___ Extracted material ___
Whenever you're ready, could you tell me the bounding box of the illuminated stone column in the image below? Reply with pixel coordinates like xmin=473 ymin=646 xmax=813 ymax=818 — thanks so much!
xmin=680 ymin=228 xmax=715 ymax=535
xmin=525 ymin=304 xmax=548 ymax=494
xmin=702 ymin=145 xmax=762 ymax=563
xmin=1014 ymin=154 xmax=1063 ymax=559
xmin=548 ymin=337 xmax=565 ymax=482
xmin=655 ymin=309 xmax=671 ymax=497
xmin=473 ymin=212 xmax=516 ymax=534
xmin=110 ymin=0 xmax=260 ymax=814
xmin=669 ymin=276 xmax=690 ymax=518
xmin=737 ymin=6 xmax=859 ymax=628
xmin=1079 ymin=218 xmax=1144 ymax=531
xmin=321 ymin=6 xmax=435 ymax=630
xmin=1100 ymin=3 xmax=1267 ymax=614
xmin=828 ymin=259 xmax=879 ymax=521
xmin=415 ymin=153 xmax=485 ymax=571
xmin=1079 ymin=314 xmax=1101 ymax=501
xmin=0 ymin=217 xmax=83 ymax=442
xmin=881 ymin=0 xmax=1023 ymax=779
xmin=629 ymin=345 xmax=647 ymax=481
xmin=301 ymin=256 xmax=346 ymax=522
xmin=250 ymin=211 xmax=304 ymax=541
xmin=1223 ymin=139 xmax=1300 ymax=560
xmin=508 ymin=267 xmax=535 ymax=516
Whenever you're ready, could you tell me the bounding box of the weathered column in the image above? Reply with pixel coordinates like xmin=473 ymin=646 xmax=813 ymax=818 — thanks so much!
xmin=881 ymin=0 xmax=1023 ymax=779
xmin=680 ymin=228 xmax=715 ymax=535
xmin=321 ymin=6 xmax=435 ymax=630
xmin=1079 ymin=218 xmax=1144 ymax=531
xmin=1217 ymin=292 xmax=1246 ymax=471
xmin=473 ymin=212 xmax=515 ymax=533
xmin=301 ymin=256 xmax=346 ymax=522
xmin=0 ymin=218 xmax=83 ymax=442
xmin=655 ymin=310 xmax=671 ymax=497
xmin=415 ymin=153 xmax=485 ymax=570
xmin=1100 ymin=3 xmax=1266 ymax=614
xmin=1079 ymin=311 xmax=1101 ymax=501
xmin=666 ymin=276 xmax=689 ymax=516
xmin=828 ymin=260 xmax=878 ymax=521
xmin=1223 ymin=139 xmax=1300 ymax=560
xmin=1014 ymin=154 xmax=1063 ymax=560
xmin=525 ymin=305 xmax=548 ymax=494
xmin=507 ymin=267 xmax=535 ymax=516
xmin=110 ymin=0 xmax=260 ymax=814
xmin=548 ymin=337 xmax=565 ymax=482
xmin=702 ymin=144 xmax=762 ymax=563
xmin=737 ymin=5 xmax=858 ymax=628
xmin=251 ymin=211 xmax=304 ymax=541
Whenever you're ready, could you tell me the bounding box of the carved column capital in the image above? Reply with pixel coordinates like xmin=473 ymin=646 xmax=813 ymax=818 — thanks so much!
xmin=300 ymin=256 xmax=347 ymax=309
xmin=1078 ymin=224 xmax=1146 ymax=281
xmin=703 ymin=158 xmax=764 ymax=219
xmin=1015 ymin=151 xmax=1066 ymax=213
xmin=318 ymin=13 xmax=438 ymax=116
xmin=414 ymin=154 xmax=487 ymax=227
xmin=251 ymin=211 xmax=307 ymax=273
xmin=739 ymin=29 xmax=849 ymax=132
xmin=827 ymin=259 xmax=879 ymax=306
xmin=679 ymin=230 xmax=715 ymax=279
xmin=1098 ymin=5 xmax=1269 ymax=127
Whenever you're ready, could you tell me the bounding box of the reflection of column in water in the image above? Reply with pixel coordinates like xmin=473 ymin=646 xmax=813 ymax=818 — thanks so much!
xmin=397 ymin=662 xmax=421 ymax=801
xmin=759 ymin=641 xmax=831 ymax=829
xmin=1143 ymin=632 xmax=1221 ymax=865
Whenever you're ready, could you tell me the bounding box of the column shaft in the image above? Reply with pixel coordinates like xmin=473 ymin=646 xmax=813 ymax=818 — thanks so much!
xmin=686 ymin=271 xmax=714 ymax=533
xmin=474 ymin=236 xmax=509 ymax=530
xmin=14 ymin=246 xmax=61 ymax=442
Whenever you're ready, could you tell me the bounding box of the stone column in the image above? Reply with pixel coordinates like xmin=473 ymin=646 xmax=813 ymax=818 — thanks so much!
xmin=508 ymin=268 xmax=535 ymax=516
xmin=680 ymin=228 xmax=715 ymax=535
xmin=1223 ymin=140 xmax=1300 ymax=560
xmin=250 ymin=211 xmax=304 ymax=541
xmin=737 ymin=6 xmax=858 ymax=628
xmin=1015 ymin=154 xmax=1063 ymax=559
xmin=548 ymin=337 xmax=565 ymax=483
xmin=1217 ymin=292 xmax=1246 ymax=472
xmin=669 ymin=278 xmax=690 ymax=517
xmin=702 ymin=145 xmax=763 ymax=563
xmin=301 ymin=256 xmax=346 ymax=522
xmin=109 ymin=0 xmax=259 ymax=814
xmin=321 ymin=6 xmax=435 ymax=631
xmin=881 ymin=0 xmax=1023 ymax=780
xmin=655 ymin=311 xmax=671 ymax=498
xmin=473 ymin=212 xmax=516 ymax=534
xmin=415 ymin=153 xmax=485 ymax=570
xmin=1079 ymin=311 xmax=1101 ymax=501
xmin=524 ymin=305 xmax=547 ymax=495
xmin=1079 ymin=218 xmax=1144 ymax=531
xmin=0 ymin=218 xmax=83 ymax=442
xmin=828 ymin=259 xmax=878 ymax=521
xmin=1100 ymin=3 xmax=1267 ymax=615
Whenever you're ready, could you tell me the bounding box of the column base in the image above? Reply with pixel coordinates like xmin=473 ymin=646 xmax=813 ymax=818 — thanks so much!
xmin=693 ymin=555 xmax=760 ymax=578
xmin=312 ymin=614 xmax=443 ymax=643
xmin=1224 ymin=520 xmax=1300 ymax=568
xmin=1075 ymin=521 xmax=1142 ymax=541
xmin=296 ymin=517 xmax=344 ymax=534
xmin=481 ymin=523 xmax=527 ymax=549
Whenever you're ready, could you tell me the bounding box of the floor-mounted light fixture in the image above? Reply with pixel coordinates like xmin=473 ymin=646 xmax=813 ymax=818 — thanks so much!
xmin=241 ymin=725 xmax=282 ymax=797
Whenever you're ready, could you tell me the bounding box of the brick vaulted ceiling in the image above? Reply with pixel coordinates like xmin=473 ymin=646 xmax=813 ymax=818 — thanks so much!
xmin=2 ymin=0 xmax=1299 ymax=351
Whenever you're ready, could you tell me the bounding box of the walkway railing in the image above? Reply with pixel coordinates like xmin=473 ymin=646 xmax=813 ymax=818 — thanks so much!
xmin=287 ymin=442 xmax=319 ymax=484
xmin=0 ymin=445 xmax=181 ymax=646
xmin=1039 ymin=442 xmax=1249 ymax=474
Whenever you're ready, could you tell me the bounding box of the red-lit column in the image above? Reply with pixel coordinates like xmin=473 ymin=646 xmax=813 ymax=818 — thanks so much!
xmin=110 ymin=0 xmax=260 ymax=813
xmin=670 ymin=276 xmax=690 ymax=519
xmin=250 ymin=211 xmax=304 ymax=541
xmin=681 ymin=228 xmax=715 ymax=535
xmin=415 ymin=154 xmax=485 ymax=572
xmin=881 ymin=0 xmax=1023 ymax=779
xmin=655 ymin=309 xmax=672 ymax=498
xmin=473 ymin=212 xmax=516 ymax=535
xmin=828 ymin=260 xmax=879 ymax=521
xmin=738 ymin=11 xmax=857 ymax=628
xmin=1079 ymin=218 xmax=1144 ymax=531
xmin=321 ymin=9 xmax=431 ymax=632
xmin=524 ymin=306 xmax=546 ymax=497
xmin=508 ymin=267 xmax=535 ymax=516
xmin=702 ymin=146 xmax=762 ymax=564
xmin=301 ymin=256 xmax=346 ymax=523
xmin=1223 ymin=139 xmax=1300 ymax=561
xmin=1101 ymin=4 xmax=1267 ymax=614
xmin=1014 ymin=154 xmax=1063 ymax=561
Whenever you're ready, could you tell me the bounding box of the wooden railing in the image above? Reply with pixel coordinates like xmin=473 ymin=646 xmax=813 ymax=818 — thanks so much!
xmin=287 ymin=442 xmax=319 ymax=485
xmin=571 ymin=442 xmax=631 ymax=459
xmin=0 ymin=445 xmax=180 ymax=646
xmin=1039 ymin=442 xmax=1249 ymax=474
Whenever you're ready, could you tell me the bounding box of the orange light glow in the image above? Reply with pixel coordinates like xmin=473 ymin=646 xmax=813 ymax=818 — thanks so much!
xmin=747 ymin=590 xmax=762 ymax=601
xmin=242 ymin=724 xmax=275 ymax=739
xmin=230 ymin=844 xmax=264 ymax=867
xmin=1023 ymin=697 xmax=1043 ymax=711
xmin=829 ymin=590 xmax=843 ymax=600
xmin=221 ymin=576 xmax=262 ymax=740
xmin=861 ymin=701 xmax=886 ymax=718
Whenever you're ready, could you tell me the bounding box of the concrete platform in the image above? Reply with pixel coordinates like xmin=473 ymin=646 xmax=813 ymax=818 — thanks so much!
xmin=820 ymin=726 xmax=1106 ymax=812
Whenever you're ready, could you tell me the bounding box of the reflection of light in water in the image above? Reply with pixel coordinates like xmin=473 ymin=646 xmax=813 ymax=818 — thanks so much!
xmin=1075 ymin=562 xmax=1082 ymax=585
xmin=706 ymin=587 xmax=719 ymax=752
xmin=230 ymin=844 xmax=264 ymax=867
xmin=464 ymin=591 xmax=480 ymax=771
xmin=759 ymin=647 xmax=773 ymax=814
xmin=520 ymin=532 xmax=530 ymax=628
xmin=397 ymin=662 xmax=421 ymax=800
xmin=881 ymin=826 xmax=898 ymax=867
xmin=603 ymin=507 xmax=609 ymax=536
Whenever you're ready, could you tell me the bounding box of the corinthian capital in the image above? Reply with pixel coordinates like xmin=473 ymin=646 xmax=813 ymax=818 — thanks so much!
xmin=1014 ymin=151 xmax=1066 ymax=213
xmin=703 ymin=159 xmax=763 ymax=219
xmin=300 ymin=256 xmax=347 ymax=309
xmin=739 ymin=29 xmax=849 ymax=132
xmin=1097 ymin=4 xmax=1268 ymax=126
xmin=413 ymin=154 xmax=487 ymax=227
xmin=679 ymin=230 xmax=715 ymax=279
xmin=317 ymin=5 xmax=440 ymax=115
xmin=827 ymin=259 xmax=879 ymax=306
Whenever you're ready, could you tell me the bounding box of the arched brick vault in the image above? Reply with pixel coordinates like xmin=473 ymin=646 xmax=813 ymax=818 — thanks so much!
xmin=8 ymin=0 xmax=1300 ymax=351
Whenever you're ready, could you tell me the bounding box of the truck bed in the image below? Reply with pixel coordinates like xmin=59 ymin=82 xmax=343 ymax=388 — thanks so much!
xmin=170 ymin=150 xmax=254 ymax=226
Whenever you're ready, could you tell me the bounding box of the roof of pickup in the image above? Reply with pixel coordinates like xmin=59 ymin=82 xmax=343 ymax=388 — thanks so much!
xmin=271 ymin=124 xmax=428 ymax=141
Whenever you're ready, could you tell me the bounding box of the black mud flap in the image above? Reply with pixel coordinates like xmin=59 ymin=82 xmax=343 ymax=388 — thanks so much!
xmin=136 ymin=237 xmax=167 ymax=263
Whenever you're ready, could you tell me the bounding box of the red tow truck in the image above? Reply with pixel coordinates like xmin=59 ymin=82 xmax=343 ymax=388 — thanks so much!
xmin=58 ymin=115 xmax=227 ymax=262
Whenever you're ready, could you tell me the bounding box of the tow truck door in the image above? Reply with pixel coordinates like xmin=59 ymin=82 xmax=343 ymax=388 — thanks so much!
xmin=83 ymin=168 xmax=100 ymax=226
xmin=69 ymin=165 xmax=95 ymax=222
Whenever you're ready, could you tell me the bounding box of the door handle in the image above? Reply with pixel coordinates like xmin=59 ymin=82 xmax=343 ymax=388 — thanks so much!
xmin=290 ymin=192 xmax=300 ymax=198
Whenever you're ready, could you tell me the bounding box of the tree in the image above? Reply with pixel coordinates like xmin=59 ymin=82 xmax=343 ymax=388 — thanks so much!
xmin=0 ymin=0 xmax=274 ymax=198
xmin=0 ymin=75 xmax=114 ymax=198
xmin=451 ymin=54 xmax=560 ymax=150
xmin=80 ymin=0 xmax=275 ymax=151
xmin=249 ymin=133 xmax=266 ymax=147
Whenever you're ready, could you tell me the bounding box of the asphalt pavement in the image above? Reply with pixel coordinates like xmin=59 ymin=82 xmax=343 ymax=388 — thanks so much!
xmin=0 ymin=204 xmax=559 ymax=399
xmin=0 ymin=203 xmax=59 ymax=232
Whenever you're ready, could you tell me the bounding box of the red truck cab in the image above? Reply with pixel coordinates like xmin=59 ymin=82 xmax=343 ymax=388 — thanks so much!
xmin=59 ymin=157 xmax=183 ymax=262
___
Nothing should appear in the answer except the lines from the one containing "the red truck" to the end of the data above, reproduced exactly.

Whenever you're ready, could you tell me the bounding box of the red truck cab in the image above? Reply with pixel coordinates like xmin=59 ymin=82 xmax=343 ymax=388 — thanks so much!
xmin=59 ymin=157 xmax=183 ymax=262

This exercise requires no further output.